*Exercise task:* Lay out the lines from the very first one through the line with "M224 819L243 778L240" as a numbered list, leaving out blank lines and pictures.
___ Data listing
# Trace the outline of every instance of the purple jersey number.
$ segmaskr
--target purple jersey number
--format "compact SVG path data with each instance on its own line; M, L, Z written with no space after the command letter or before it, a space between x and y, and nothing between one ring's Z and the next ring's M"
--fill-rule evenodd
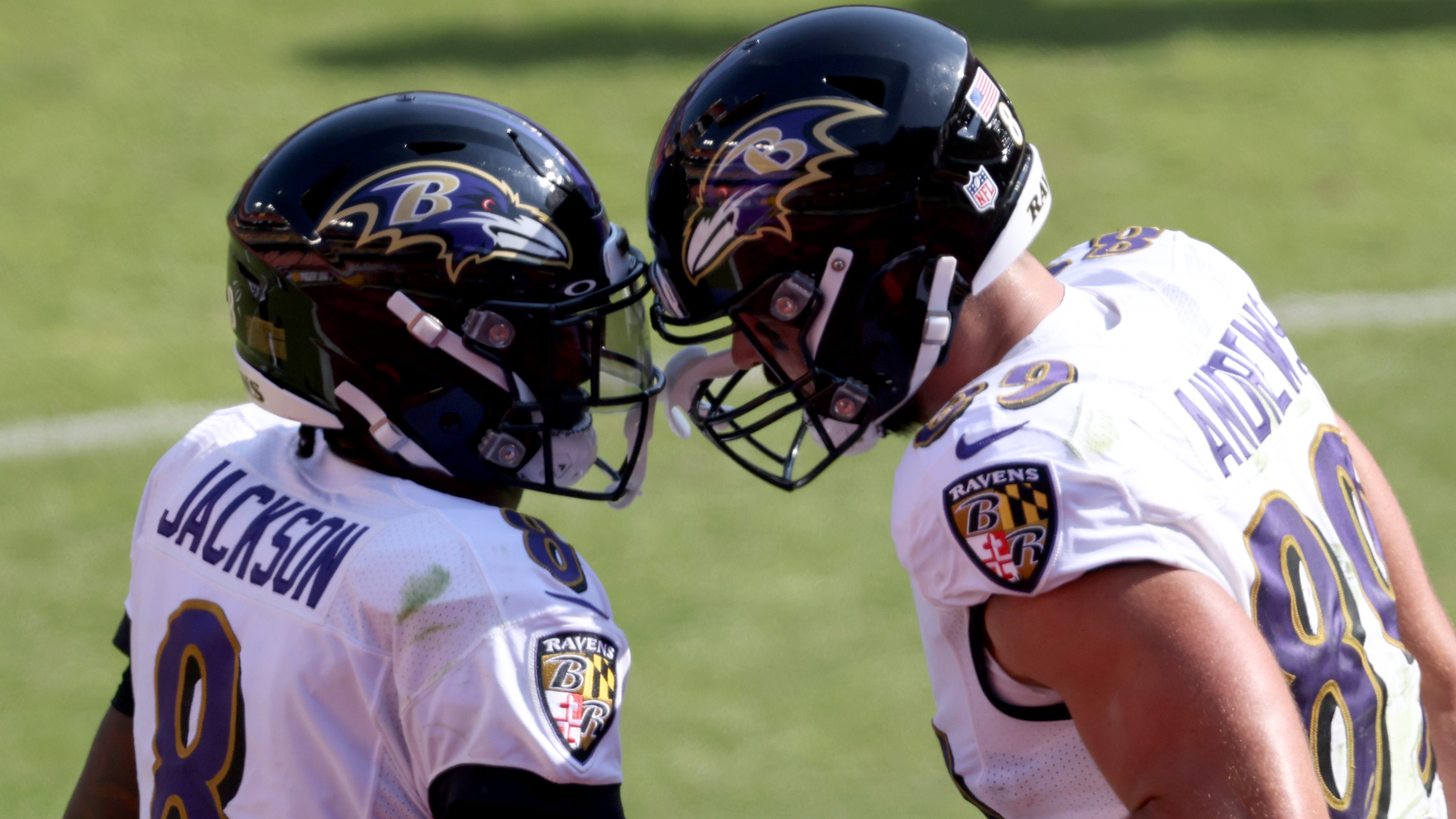
M224 819L243 778L240 648L217 603L186 600L157 648L151 819Z
M1350 447L1338 428L1319 428L1309 461L1321 506L1358 584L1353 587L1340 570L1329 541L1315 522L1284 493L1270 493L1245 529L1258 568L1254 618L1284 669L1307 726L1329 815L1383 818L1390 806L1390 737L1385 721L1389 692L1364 647L1370 640L1367 630L1376 628L1404 650L1395 593L1364 493L1354 477ZM1379 622L1361 621L1356 589ZM1431 768L1430 753L1424 748L1423 752L1423 780L1430 788L1425 771Z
______
*Final result:*
1. # Trace the outline of every instance of the purple jersey number.
2. $ segmaskr
3. --target purple jersey number
4. --format "compact SVG path data with each instance on its own line; M, L, Z written with no space after the command letter or before it, a space between x and y, and nothing between one ring's Z and the next ring's M"
5. --fill-rule evenodd
6. M224 819L243 778L240 648L217 603L186 600L157 648L151 819Z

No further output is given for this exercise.